Problem details
Give again, word for word, only the lines from the one containing "Task: indicate one point on every instance of the white shirt" through the final line.

*** Material to process

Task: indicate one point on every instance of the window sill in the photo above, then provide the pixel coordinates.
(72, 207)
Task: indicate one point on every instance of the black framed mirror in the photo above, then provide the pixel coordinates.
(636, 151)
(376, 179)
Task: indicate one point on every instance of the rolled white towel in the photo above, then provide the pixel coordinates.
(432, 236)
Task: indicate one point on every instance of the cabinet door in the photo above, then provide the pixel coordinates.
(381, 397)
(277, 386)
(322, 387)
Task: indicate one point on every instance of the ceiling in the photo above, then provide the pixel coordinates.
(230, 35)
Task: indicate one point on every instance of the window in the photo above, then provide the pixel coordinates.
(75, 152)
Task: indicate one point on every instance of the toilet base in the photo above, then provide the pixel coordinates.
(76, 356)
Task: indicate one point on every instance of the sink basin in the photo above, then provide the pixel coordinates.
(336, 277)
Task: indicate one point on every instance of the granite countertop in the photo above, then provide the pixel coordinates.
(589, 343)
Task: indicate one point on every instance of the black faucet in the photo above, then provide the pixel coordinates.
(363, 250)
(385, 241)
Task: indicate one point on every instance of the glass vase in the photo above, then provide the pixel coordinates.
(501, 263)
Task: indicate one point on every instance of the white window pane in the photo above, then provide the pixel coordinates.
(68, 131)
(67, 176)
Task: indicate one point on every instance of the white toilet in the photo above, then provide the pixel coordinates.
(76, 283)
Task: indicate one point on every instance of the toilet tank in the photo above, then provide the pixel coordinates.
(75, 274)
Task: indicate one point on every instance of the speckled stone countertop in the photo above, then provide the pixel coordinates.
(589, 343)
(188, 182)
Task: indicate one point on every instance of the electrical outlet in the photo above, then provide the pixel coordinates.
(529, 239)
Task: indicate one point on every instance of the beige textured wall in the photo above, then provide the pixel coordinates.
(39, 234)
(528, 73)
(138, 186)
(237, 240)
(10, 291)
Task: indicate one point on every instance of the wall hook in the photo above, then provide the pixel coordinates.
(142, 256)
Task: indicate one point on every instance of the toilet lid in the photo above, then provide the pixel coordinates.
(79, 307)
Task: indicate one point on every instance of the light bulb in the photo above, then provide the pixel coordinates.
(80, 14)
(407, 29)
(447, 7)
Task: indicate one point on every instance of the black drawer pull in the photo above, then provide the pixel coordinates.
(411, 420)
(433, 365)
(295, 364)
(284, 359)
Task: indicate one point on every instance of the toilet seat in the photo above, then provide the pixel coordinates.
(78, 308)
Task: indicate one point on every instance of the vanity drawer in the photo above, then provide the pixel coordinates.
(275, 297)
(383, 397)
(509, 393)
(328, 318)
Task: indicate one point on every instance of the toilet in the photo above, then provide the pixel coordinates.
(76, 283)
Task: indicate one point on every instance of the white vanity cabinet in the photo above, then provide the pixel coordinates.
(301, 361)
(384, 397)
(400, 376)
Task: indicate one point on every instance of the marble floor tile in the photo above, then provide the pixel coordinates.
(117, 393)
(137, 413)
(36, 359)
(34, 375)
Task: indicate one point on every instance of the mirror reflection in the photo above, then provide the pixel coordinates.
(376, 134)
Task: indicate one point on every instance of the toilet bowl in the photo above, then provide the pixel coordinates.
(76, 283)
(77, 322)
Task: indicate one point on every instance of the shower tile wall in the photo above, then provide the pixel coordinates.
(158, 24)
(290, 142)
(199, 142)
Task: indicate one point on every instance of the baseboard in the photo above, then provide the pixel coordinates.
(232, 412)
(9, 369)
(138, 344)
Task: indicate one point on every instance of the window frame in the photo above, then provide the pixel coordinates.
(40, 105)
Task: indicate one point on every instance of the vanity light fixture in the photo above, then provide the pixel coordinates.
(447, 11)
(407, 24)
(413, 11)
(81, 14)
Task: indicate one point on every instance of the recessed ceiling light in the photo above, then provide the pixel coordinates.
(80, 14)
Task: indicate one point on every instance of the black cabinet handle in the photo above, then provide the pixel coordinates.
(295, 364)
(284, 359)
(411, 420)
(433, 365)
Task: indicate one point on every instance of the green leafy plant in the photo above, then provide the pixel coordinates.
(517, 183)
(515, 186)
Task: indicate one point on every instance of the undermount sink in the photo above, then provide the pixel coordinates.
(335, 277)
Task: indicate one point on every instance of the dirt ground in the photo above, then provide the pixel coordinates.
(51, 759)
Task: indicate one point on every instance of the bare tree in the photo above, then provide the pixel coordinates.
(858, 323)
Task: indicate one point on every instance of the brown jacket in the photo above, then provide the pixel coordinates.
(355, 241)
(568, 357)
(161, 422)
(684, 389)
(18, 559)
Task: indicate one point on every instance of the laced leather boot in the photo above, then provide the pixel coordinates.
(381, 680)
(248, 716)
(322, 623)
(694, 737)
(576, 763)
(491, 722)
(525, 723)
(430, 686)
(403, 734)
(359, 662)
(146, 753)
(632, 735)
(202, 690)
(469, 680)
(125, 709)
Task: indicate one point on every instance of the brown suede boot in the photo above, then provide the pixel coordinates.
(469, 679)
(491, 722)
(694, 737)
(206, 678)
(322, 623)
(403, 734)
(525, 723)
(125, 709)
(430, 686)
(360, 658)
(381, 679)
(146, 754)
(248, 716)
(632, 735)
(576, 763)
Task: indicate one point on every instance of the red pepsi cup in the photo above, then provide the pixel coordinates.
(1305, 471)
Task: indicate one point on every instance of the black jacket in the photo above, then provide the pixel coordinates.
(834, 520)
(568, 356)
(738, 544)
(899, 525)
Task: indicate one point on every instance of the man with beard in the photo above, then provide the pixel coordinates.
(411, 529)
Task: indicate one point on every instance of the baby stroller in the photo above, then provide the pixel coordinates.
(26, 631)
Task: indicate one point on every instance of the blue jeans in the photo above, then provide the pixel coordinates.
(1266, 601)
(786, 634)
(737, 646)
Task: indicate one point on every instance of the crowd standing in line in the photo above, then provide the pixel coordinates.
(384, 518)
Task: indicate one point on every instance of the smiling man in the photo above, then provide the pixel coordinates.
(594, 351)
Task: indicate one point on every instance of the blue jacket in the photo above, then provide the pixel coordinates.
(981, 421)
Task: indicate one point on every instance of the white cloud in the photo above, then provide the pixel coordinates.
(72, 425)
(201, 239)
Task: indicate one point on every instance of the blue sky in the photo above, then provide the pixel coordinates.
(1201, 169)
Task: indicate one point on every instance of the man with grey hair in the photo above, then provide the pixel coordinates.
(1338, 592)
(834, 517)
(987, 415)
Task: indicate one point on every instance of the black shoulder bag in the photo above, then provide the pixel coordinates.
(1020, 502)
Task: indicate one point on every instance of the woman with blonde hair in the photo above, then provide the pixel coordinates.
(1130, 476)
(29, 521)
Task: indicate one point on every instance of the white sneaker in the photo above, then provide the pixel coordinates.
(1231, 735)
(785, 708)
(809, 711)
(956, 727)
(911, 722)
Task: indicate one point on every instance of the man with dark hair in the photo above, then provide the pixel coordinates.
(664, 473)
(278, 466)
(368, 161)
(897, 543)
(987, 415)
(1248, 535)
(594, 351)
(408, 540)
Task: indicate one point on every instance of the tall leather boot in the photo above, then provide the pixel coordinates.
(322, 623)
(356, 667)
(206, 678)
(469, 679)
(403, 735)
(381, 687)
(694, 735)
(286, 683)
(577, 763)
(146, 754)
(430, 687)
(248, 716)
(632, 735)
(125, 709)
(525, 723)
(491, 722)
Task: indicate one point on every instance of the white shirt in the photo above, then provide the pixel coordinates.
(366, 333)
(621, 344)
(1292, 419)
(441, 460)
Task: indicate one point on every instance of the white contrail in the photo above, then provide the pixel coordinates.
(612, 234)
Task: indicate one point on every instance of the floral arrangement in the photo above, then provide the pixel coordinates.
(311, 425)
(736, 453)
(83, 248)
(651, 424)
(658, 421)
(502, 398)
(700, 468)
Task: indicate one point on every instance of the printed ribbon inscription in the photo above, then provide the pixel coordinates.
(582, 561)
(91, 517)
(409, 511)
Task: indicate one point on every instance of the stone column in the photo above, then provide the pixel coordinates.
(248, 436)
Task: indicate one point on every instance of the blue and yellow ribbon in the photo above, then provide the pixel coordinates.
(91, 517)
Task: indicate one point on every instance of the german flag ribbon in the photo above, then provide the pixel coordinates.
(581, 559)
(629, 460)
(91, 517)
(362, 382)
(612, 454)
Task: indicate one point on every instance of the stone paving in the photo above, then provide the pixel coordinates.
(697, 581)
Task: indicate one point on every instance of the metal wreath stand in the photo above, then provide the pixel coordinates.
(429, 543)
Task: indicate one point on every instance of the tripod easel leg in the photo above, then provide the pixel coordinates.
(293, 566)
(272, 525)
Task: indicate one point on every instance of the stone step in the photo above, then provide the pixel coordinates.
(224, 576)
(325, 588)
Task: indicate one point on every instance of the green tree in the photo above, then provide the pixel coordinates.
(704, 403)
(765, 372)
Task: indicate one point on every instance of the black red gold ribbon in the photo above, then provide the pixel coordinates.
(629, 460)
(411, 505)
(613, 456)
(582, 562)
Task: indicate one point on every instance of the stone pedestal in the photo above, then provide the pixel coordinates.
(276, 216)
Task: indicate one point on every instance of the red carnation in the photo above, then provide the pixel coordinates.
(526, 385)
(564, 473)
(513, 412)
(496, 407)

******

Worked answer
Task: indicate one point on every instance of the white shirt in the photo above, then provide the pixel coordinates.
(366, 333)
(621, 344)
(1292, 419)
(441, 460)
Task: indicate one point on every instance of the white contrail in the photo above, then provide the pixel coordinates.
(612, 234)
Task: indicate one point on every instance of the floral arrangement in the photo above, then provide the pixel coordinates.
(311, 425)
(736, 453)
(83, 248)
(651, 424)
(658, 421)
(502, 398)
(700, 468)
Task: indicate one point on every instance of the printed ribbon inscription in the photo above, then provide the pixel coordinates.
(582, 561)
(91, 517)
(409, 511)
Task: indicate one point on every instance of the stone column in the photo above, then provide the pixel coordinates.
(248, 436)
Task: indicate one point on every instance of the blue and yellow ribbon in the photo above, then provide the pixel coordinates.
(91, 517)
Task: indicate one point on every instance of the german flag ribbon in the photo above, then provide the pixel coordinates.
(581, 559)
(629, 460)
(91, 517)
(362, 382)
(612, 454)
Task: indicate one point on every instance of the stone paving in the photo above, then provide the pixel coordinates.
(697, 581)
Task: indicate one point on every instance of the metal wreath stand in the photo above, then provide the pixel coordinates.
(429, 543)
Task: indicate one point on every instance of the tripod easel leg in the photo above, then provide the pixel coordinates.
(293, 566)
(272, 525)
Task: indicate one point on every instance of the stone step in the photo above, then provide the pixel coordinates.
(224, 576)
(325, 588)
Task: indicate one point on every instance of the green tree in the photo above, then provide the pixel coordinates.
(704, 403)
(765, 372)
Task: indicate one point on every instance of the black red gold ribbon in the photo above, then provide the pixel coordinates.
(629, 460)
(411, 505)
(613, 456)
(582, 562)
Task: indicate one point on every instance of the stone pedestal in the photo above, then provide the pixel coordinates.
(276, 216)
Task: indicate one point on every instance of the red carnation in the photo above, then provide the pixel coordinates.
(526, 385)
(564, 473)
(513, 412)
(496, 407)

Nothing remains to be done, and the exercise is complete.